_What you should do_.
Copy the listing from its first line through the line containing "139], [251, 143]]]", and raise every coordinate in the answer outlines by 147 while leaving all other text unchanged.

_Records to process_.
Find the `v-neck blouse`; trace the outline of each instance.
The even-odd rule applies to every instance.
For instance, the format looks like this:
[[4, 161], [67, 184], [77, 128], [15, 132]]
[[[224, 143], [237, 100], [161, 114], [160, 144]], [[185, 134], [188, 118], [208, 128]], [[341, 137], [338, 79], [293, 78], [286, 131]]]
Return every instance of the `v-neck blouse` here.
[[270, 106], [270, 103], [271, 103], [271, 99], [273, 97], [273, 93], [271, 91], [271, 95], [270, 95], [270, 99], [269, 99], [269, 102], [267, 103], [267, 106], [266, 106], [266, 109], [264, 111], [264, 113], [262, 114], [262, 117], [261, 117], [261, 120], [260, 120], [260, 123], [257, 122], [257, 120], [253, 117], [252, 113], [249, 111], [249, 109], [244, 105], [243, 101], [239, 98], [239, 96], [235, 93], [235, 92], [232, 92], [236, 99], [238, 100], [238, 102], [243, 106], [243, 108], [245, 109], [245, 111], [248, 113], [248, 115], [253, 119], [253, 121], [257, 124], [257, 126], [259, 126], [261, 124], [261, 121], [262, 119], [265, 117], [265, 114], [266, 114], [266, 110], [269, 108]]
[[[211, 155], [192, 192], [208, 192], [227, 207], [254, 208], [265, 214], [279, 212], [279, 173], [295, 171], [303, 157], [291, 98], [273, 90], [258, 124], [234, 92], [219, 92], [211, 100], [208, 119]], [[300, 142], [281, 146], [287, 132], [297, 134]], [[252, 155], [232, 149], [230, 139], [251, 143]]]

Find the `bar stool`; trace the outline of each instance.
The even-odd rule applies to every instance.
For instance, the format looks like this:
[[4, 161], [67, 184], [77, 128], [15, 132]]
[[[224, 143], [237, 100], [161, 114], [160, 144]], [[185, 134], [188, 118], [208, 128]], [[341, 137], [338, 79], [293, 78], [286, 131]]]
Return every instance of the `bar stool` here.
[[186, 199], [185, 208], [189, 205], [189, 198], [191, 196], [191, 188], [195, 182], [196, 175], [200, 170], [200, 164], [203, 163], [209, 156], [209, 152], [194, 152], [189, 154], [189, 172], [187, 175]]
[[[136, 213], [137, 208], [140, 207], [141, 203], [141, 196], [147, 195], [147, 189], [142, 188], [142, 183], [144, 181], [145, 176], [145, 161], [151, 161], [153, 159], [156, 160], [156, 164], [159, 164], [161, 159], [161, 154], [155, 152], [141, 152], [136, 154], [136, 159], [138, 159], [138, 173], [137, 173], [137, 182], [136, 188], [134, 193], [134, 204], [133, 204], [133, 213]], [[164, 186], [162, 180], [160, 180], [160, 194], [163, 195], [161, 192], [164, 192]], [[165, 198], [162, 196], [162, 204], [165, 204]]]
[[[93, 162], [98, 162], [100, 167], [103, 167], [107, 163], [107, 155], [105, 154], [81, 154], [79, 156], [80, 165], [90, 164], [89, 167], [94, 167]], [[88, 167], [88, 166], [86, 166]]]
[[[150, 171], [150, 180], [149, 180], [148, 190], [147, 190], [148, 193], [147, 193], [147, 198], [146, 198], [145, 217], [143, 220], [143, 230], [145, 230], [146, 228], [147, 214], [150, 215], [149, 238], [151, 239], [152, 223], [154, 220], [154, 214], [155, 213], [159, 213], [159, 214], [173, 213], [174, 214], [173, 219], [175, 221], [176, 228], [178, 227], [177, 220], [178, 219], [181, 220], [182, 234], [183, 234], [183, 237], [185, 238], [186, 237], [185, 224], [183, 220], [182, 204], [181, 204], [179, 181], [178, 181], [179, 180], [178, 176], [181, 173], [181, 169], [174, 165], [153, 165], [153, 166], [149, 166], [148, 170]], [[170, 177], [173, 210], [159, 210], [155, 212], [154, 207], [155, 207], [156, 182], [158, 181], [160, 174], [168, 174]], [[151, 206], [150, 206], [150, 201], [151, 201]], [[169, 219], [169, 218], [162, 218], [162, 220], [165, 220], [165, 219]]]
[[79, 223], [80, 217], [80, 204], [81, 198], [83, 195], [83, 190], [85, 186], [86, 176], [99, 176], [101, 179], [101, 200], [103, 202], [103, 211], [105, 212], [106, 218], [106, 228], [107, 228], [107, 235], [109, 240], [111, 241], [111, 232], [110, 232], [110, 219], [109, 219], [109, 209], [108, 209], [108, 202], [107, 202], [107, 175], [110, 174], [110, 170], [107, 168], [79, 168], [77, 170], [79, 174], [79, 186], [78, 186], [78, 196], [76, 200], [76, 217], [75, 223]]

_Exercise response_.
Find the `v-neck blouse`; trace the outline of each instance.
The even-odd rule applies to every instance.
For instance, the format looks like this:
[[4, 161], [67, 184], [77, 128], [15, 132]]
[[[224, 143], [237, 100], [161, 114], [160, 144]], [[185, 134], [188, 118], [208, 128]], [[341, 137], [338, 79], [293, 78], [286, 131]]]
Return every instance of the `v-neck blouse` here.
[[417, 253], [417, 250], [418, 250], [418, 246], [420, 244], [420, 240], [418, 238], [418, 242], [417, 242], [417, 246], [416, 246], [416, 249], [414, 250], [414, 253], [413, 253], [413, 256], [411, 258], [411, 260], [409, 261], [409, 264], [408, 264], [408, 267], [407, 267], [407, 270], [404, 269], [404, 267], [400, 264], [399, 260], [396, 258], [396, 256], [391, 252], [390, 248], [386, 245], [386, 243], [382, 240], [382, 239], [379, 239], [383, 246], [385, 247], [385, 249], [390, 253], [390, 255], [392, 256], [392, 258], [395, 260], [395, 262], [400, 266], [400, 268], [404, 271], [404, 273], [406, 273], [408, 271], [408, 268], [409, 266], [412, 264], [412, 261], [413, 261], [413, 257], [416, 255]]
[[[358, 302], [339, 339], [355, 339], [374, 354], [401, 355], [412, 361], [426, 359], [426, 320], [442, 318], [450, 304], [438, 245], [420, 237], [405, 271], [381, 239], [366, 239], [358, 247], [355, 266]], [[447, 289], [428, 293], [434, 279], [444, 281]], [[399, 302], [379, 296], [377, 286], [398, 290]]]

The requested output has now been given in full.